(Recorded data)
——

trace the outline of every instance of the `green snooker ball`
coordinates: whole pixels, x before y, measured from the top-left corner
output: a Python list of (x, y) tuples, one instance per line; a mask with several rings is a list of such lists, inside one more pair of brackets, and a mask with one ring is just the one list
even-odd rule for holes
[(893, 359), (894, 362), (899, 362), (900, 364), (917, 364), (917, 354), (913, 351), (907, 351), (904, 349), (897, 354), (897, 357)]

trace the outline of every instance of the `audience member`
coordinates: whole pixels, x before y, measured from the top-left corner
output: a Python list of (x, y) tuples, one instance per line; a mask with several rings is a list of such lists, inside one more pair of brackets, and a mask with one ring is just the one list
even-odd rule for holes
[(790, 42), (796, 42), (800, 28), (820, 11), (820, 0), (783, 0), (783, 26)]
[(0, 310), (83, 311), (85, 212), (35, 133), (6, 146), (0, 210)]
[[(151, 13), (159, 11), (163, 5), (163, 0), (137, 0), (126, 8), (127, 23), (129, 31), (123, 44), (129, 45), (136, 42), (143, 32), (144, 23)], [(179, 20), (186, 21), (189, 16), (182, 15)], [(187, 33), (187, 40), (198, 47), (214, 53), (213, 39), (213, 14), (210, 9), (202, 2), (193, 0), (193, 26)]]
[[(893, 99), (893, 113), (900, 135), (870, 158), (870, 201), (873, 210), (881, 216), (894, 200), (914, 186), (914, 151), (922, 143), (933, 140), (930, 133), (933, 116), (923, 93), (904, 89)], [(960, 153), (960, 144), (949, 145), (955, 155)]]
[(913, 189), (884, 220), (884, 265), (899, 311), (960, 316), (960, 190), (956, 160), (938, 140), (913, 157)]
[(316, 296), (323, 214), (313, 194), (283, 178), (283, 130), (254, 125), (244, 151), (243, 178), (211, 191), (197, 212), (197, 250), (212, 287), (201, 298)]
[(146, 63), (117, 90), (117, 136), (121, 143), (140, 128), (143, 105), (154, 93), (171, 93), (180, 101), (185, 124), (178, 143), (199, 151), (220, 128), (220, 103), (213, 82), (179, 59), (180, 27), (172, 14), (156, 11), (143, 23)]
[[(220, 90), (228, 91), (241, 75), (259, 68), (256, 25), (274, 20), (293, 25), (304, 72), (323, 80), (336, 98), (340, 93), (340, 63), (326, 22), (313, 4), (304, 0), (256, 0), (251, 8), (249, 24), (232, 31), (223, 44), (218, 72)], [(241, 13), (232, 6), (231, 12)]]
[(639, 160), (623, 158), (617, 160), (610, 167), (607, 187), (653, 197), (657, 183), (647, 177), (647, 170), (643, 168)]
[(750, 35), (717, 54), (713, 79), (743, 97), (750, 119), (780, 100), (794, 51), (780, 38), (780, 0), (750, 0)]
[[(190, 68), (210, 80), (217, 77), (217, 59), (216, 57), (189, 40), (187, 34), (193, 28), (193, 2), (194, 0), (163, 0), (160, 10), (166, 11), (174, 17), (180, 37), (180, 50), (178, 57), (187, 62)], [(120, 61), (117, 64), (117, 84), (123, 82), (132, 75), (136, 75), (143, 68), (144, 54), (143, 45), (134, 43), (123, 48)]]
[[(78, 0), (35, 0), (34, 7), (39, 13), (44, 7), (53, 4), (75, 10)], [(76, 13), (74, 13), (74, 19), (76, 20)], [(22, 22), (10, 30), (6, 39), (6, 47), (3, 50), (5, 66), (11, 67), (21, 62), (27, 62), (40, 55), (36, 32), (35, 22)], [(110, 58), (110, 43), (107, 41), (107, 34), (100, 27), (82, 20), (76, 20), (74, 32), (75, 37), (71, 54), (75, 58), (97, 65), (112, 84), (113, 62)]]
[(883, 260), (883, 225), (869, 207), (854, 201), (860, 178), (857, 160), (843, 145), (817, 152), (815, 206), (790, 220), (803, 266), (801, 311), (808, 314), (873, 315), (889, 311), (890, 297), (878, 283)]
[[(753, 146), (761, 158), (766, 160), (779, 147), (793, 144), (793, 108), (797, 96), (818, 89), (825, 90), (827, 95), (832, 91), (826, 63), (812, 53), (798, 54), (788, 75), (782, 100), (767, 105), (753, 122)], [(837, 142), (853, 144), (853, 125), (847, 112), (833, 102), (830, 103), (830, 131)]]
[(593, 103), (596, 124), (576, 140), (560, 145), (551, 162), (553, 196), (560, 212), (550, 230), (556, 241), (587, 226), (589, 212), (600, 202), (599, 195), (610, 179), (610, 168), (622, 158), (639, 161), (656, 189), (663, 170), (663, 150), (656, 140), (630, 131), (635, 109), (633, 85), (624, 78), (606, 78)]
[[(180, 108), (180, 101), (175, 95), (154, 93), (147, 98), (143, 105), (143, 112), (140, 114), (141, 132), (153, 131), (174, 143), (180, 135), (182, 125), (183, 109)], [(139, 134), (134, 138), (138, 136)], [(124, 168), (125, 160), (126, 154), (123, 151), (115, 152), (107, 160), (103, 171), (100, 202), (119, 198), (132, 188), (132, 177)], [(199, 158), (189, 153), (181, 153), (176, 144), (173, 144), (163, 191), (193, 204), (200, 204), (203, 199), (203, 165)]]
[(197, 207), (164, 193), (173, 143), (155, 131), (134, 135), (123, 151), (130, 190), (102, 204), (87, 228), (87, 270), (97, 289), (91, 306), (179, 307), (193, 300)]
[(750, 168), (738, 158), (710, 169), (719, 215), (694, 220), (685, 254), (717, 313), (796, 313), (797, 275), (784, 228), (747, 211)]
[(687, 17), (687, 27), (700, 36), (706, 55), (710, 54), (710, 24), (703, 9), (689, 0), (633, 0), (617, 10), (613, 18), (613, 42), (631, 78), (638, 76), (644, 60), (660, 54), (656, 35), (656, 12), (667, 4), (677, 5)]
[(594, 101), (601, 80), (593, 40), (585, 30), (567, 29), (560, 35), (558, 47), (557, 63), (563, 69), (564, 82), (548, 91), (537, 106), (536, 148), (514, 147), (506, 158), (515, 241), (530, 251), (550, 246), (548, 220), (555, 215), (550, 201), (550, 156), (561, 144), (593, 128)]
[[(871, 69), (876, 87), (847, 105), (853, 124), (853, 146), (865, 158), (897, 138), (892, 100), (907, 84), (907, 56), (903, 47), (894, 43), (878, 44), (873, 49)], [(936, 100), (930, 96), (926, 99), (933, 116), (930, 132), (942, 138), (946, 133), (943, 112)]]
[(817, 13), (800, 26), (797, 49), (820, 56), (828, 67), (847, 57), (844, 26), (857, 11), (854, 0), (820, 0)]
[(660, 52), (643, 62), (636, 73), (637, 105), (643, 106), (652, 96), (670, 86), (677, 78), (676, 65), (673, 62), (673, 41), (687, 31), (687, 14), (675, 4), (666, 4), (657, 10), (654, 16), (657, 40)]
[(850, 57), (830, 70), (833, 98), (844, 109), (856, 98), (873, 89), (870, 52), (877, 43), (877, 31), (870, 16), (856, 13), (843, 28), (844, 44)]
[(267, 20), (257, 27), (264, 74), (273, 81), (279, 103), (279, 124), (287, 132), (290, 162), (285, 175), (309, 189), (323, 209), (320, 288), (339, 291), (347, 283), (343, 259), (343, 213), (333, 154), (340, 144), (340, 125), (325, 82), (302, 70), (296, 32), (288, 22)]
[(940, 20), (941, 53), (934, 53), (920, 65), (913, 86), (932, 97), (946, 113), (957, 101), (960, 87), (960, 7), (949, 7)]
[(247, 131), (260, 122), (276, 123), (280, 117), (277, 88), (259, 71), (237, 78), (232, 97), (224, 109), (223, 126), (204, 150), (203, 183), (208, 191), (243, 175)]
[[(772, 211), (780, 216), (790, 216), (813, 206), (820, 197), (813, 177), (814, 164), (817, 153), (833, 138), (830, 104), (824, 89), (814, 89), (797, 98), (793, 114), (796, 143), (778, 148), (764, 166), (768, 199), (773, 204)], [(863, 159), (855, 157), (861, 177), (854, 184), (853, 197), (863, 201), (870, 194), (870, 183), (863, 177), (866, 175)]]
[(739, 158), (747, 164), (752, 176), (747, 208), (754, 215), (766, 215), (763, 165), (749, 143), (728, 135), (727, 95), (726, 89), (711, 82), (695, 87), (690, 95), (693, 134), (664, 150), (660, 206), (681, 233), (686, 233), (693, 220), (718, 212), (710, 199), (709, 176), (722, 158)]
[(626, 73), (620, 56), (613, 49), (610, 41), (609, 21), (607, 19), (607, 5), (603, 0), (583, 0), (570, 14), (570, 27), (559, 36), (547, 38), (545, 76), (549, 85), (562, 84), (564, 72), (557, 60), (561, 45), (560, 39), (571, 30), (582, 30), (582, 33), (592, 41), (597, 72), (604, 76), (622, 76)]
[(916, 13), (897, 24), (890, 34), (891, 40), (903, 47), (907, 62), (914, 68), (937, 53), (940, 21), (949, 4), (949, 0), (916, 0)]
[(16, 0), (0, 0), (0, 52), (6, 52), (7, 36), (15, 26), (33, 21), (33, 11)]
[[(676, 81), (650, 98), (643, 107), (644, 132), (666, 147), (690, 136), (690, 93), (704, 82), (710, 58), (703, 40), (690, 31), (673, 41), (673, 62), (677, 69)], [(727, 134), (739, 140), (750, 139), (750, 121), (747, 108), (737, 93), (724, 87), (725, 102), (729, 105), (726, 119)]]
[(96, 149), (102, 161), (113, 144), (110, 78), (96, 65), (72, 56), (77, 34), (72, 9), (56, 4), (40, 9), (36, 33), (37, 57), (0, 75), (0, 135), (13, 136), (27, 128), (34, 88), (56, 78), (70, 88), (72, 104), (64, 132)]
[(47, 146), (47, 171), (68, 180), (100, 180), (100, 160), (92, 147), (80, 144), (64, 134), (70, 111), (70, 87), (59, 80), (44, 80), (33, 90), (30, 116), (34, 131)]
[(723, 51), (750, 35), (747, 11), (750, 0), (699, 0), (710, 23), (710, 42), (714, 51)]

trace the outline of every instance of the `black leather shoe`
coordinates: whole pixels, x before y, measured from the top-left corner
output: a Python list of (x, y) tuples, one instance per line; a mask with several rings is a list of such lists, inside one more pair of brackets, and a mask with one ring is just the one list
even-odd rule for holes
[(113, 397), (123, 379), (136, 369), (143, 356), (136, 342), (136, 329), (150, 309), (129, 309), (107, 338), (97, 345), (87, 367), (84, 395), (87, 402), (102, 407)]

——

▶ [Exercise aim]: Scan the records above and show every line in which the word "trace" occurs.

▶ [Answer section]:
trace the outline of every instance of the `green snooker ball`
trace the outline of every instance of the `audience member`
trace the outline of every instance of the `black leather shoe`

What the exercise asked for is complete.